• _Written problem_: Reproduce all of the material exactly as shown.

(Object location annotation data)
********************

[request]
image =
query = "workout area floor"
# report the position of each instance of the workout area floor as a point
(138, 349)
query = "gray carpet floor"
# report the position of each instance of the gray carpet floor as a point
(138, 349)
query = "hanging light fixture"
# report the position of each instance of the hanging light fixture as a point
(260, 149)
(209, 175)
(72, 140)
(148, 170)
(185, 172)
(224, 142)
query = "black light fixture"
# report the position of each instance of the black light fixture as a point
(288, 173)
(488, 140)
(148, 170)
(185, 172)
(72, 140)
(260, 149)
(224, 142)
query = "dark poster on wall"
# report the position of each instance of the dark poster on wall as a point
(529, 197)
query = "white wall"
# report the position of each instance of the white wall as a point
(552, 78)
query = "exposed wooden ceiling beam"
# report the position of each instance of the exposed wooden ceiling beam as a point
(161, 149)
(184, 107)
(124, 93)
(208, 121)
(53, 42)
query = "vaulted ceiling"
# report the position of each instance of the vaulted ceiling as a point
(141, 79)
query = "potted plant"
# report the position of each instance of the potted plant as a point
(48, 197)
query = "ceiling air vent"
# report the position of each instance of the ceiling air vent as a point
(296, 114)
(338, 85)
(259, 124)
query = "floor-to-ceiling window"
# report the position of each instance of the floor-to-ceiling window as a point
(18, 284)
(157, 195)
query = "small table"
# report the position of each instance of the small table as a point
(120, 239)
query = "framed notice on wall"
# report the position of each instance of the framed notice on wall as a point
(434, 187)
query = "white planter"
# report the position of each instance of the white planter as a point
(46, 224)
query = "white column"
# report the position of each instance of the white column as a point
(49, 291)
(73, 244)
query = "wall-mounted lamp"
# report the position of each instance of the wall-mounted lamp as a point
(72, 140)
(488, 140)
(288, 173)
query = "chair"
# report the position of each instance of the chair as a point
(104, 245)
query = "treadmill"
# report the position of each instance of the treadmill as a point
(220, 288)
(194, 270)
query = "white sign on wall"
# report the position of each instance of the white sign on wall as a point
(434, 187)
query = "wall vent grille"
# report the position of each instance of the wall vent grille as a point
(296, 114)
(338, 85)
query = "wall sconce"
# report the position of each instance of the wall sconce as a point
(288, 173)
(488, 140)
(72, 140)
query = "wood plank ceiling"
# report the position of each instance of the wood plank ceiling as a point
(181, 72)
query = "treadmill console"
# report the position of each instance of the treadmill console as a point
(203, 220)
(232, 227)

********************

• _Exercise answer_:
[request]
image =
query = "workout area floor"
# report the position of each instance of the workout area floor as a point
(138, 349)
query = "gray carpet floor"
# report the position of each instance of the gray carpet floor as a point
(138, 349)
query = "hanging light fixture"
# report the position of each instance of the hanging light fixture as a point
(260, 149)
(209, 175)
(72, 140)
(148, 170)
(185, 172)
(224, 142)
query = "black light fixture"
# report the position of each instance of the black light fixture as a point
(288, 173)
(488, 140)
(148, 170)
(185, 172)
(72, 140)
(260, 149)
(224, 142)
query = "dark poster on wall"
# report the position of each instance of the dark poster on wall as a point
(529, 197)
query = "white wall"
# report the position of each instance of the white wall as a point
(552, 78)
query = "exposed wooden ceiling beam"
# report the position of each instance of the exposed wooden ceiling beam as a point
(161, 149)
(184, 107)
(124, 93)
(208, 121)
(53, 42)
query = "vaulted ceiling"
# report the position of each instance of the vaulted ceiling as a point
(141, 79)
query = "potted plant"
# report the position of each instance of the potted plant as a point
(48, 197)
query = "ceiling air vent"
# report the position of each instance of the ceiling air vent as a point
(296, 114)
(338, 85)
(259, 124)
query = "floor-to-ceiling window"
# report the position of each instance of the floor-to-ceiling window as a point
(18, 284)
(157, 195)
query = "small table"
# report the position of each instance of the small table as a point
(120, 239)
query = "framed notice on wall"
# report the position of each instance of the framed notice on wall as a point
(434, 187)
query = "white planter"
# report the position of each instance of the white planter as a point
(46, 224)
query = "white column"
# report the position of each instance of the white column as a point
(49, 291)
(73, 244)
query = "wall-mounted lamp"
# report the position of each instance of the wall-mounted lamp as a point
(72, 140)
(488, 140)
(288, 173)
query = "chair"
# report the position of each instance of the chair as a point
(104, 245)
query = "treadmill"
# report the position of each instance of the treadmill as a point
(220, 288)
(194, 270)
query = "white sign on wall"
# report the position of each instance of the white sign on wall as a point
(434, 187)
query = "wall vent grille"
# report the position of each instance of the wall vent grille as a point
(296, 114)
(338, 85)
query = "wall sconce"
# report the position of each instance of the wall sconce as a point
(288, 173)
(488, 140)
(72, 140)
query = "wood plank ceiling"
# report the position of each instance of the wood plank ceiling as a point
(181, 72)
query = "treadmill console"
# report the position of each instance of the treadmill console as a point
(203, 220)
(232, 227)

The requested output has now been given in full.